::: EXERCISE MATERIAL

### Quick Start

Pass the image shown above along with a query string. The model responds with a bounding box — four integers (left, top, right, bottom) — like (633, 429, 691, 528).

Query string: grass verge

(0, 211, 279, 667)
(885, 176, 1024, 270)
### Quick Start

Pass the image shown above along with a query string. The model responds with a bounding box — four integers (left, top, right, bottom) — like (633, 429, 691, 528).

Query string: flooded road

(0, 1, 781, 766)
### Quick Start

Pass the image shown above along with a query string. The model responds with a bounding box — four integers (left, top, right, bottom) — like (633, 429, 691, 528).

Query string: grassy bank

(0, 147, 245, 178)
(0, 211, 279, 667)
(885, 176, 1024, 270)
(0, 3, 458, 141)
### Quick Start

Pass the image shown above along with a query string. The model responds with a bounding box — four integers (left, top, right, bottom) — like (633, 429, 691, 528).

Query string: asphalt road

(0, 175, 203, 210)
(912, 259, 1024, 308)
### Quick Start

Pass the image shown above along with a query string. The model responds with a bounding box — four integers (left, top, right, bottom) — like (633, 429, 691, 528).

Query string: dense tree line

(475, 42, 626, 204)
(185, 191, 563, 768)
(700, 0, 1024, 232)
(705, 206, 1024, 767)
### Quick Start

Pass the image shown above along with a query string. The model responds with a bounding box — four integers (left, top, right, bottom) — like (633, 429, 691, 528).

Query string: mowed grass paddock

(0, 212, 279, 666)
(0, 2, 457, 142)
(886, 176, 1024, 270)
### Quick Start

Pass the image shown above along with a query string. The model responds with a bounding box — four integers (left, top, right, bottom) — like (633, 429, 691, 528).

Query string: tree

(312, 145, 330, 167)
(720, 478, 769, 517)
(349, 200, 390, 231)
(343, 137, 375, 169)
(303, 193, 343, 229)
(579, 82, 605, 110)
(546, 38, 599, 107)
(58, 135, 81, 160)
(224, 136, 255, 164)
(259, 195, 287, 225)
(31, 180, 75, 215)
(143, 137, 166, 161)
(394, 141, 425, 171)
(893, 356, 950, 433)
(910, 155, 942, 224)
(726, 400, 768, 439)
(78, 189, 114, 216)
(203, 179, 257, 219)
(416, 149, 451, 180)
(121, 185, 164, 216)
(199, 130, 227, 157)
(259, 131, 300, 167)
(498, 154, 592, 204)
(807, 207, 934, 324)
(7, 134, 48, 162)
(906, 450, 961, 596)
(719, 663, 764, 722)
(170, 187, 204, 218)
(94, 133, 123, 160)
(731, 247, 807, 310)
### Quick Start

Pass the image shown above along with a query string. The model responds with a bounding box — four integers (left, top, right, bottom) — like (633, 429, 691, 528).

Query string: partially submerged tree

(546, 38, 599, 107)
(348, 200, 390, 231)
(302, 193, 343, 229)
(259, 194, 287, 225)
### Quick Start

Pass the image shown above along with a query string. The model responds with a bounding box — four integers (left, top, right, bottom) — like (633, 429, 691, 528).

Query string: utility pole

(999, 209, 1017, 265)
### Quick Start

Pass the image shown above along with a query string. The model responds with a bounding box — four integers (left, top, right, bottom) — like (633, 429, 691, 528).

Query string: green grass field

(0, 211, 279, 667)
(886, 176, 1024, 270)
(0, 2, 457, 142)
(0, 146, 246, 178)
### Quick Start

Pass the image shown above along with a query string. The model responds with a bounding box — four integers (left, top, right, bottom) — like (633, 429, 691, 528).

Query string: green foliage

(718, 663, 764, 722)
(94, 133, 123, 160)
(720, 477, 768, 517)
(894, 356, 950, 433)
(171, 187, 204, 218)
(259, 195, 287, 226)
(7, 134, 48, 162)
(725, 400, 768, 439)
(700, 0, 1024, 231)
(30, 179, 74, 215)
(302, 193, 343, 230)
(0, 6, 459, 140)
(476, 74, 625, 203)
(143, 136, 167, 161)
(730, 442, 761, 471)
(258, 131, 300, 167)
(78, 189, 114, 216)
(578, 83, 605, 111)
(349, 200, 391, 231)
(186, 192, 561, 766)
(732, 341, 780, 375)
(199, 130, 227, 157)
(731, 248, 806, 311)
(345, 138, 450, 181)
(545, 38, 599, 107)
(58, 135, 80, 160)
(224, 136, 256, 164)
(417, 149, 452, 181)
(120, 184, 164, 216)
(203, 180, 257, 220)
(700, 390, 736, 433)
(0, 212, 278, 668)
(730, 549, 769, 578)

::::::

### [TASK GOAL]
Reproduce the records exactly as they appear.

### [WORKED SOLUTION]
### Quick Start

Pass the image shown above along with a query string. The model responds with a bounding box — four integers (left, top, right, bottom) — like (633, 429, 691, 528).

Query string: grass verge

(0, 211, 279, 667)
(885, 176, 1024, 270)
### Quick Start

Pass the image shown above along with a query string. The model responds with a bounding box — four integers (left, top, right, bottom) — like (633, 429, 691, 528).

Query string: flooded road

(0, 1, 781, 766)
### Quick Start

Pass the image shown above along with a query string. The model responds with a bounding box — four integers (left, top, right, bottom) — like (633, 429, 691, 528).

Query string: grassy bank

(0, 147, 245, 178)
(0, 211, 279, 667)
(885, 176, 1024, 270)
(0, 3, 458, 141)
### Quick Start

Pass the image shown above along with a query string. The model responds with a bounding box — four integers (left, top, right, bottom) — like (633, 429, 691, 528).

Query string: asphalt road

(0, 175, 203, 210)
(912, 259, 1024, 308)
### Quick Start

Pass the image shown above along with a query string. The model responds with a bounding box — four integers (left, top, right, bottom) — like (633, 429, 691, 528).

Query string: dense tree line

(475, 42, 626, 204)
(185, 191, 563, 768)
(700, 0, 1024, 232)
(705, 206, 1024, 767)
### Quick Start

Pass the image shown above along with a query string. The model responds with a bounding box — four integers (left, top, right, bottom) — like (633, 429, 691, 528).

Query string: mowed grass paddock

(0, 212, 279, 666)
(0, 2, 457, 142)
(886, 176, 1024, 270)
### Quick Start

Pass the image shown above along with a query string. The model responds with a bounding box — four integers (left, top, right, bottom) — like (633, 429, 691, 528).

Query string: tree

(312, 145, 330, 167)
(720, 478, 769, 517)
(349, 200, 390, 231)
(343, 137, 375, 169)
(303, 193, 343, 229)
(579, 82, 605, 110)
(546, 38, 599, 107)
(58, 135, 81, 160)
(224, 136, 255, 164)
(259, 195, 287, 225)
(31, 180, 75, 215)
(143, 137, 166, 161)
(394, 141, 425, 171)
(893, 356, 950, 433)
(910, 155, 942, 224)
(726, 400, 768, 439)
(78, 189, 114, 216)
(203, 179, 257, 219)
(416, 149, 451, 180)
(121, 185, 164, 216)
(199, 130, 227, 157)
(259, 131, 300, 167)
(498, 154, 592, 204)
(807, 207, 934, 324)
(7, 134, 48, 162)
(906, 450, 961, 596)
(719, 663, 764, 722)
(170, 187, 204, 218)
(94, 133, 123, 160)
(731, 247, 807, 310)
### Quick Start

Pass the image shown above along with a query string. The model responds with a bounding box — four integers (left, top, right, bottom) — like (633, 429, 691, 528).

Query string: partially submerged tree

(546, 38, 599, 107)
(348, 200, 390, 231)
(302, 193, 343, 229)
(259, 194, 287, 225)
### Quick Start

Pass the image shown above along with a query string. The model responds with a bounding box — four integers (left, top, right, bottom) — like (633, 429, 691, 528).

Query string: utility pole

(999, 209, 1017, 265)
### Quick Start

Pass the image shown above along with a query string. The model responds with a bounding box — four integers (left, top, right, bottom) — like (633, 429, 691, 528).

Query string: green grass field

(0, 211, 279, 667)
(886, 176, 1024, 270)
(0, 2, 457, 142)
(0, 146, 246, 178)
### Quick Start

Pass the image shown above along with a query string. The model responds with a bounding box — four integers (left, top, right, bottom) — like (633, 429, 691, 528).

Query string: green foliage

(718, 663, 764, 722)
(94, 133, 123, 160)
(720, 477, 768, 517)
(894, 356, 950, 433)
(171, 187, 204, 218)
(259, 195, 287, 226)
(7, 134, 48, 162)
(725, 400, 768, 439)
(700, 0, 1024, 231)
(30, 179, 74, 215)
(302, 193, 343, 230)
(0, 6, 459, 140)
(476, 74, 625, 203)
(143, 136, 167, 161)
(730, 442, 761, 471)
(258, 131, 300, 167)
(78, 189, 114, 216)
(578, 83, 605, 111)
(349, 200, 391, 231)
(186, 192, 561, 766)
(732, 341, 780, 375)
(199, 130, 227, 157)
(731, 248, 806, 311)
(345, 138, 450, 181)
(545, 38, 599, 107)
(58, 135, 80, 160)
(224, 136, 256, 164)
(417, 149, 452, 181)
(120, 184, 164, 216)
(203, 180, 257, 220)
(700, 390, 736, 433)
(0, 212, 278, 668)
(730, 549, 769, 578)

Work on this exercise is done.